## DOCUMENT SEGMENT

┌──

I think it is a framework that needs to be developed. I think U.S.

leadership is critical to it, and that's partially because I think, frankly, we have the most to lose in many respects around the world from having a framework that doesn't work, but also because, frankly, we generally, as a society, tend in these situations to develop frameworks with different parts of the population involved in crafting that framework.

And the private sector is utterly critical to crafting a framework that's going to work, right?

The private sector has a lot, owns a lot of the infrastructure that cyber is on, right?

Maintains it, deals with it on a regular basis, and has a tremendous amount to lose if the rules that we set up are not the right rules.

So this is an area where I've seen on asymmetric threats across the board, it's been critical for the U.S.

government to exercise leadership in developing those kinds of frameworks.

And it's not just for our reaction that we want to do that for, it's because we want to have widely accepted norms and rules that we can then go to other countries and say, look, X country is doing this, and that's a problem, and you should join us in an appropriate response to that action, right?

Because then we are just much stronger, we can deter the action before it occurs, we can have a better response when it does.

So it's an area where I see a lot of issues. To your initial part of the question on cybercom, this is, you know, not to spend too much time on this, but I think in many respects it's an organizational issue.

That's how I look at that piece of it.

We still have to do everything that we were doing before, we just have to do it better in a sense.

And part of what is important about the split is that you really do want to think through where your organizations and workforces are using, and what happened was essentially with cybercom in NSA, NSA spent so much time and effort training folks in cybercom, this is just one aspect of the problem, but it gives you a sense of it, training folks in cybercom because the way the military works is a constant rotation, right?

And folks in NSA from the civilian side were long-term things, that they weren't spending as much time on other aspects of their mission that they needed to.

And that's just another thing, thinking about your workforce and how you organize to address these issues is critical across the board.

I know all of you know that as well or better than I do, but it's something I really learned.

This is one tiny aspect of it, but I saw it in just a myriad of ways.

So let me jump a little bit though, you're talking about asymmetric threats, and then this idea of the need for norms and rules, right?

And as you said, when it talks about the use of force, you have borders, you have people crossing borders, taking action that clearly crosses those red lines, and that's already been a bit of a gray area when it comes to things like intelligence or spying, going back decades, right?

An intentional action by one state against another state that's trying to get their information, if a spy gets caught or something like that, it was viewed as a bit of a game, right?

Very different than sort of rolling tanks over a border or firing a missile over a border.

And from what I'm hearing you talk both with asymmetric threats and then sort of the nature of these cyber activities, that seems to make that even more murky, and that seems a bit terrifying, that we're going to end up with, that this is one place in which those bright lines and rules of adverse action by a state against a state is a good thing.

And when you can sort of mess around the edges in these virtual sort of attacks, that seems to be quite concerning.

└──

## STATED EXERCISE
Write the next part of the conversation on cyber norms, picking up right after its last sentence. The records have nothing to do with the conversation on cyber norms.

Records
┌──

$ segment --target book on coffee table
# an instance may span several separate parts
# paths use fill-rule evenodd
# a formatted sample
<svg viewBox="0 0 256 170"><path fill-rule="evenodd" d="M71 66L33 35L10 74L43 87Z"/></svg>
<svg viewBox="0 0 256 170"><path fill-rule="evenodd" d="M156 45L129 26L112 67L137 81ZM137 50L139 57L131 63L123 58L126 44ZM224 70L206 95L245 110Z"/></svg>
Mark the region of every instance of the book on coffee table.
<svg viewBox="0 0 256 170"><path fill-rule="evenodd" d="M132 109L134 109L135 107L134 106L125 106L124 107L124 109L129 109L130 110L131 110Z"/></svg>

└──

## REPLY
So do you share my pessimism on that, or do you think that there is an opportunity as the battlefield sort of moves online, that there really can be accepted norms that will restrain people from crossing bright lines?

I think it's not without challenge, but I think there is a way to work this, and maybe that's just my eternal optimism.

And I would say part of what your question raises is something that I've had concerns about.

It's very easy to think about cyber as a battlefield, and I have to say, from a national security perspective, I don't do that.

I think of it as part of conflict, right?

It's very rare, if ever, that I can consider where a state actor basically takes on a cyber attack or initiative in a vacuum.

It's not just in the cyber battlefield, right?

In other words, it's across the board. It's in concordance with other things that they're engaging in, whether diplomatically, militarily, or otherwise.

And that is part of, I think, the way we need to think about these issues, is really in a kind of comprehensive way.

And that affects also how you think about responses, because I worry, and I think actually this is an area where there's consistency between the Obama administration and the Trump administration, because I heard Bossert recently indicate as well, that it's important for us not to think about just responses to cyber in cyber, right?

We have to actually break out of that kind of conception.

But I do think that one of the things that cyber raises generally, and maybe this is sort of part of where you're going, Doug, we've talked about this a little bit together, is that I do think there's very interesting increasing tension, this is how I think about it, between political structures and the way we organize ourselves as human beings in many respects.

And I'll just give you maybe two structural examples of this. One is, you think of our political structures are based on geography, right?

You sort of have your mayor and your governor and your president, and so on.

And yet more and more, all of us, personally, professionally, are part of virtual communities with people who are not in our geographic area, right?

And that actually creates a certain amount of tension between the way we're being governed and the way we're organizing ourselves.

Another way to think about this structurally is with the urban population explosions, right?

We see how rural communities with less of a population sometimes have more of a voice politically than they used to when the structures were initially identified, right?

So we see that kind of increasing tension.

There's other ways that I see tension in this that are related to the Internet.

One is in governance challenges. So one aspect of this, I think, is it used to be that most people in a community would get their news through a sort of a local news network, right, and a national news network.

And if you were a politician, you at least knew what the news was that most of your constituents was getting, right?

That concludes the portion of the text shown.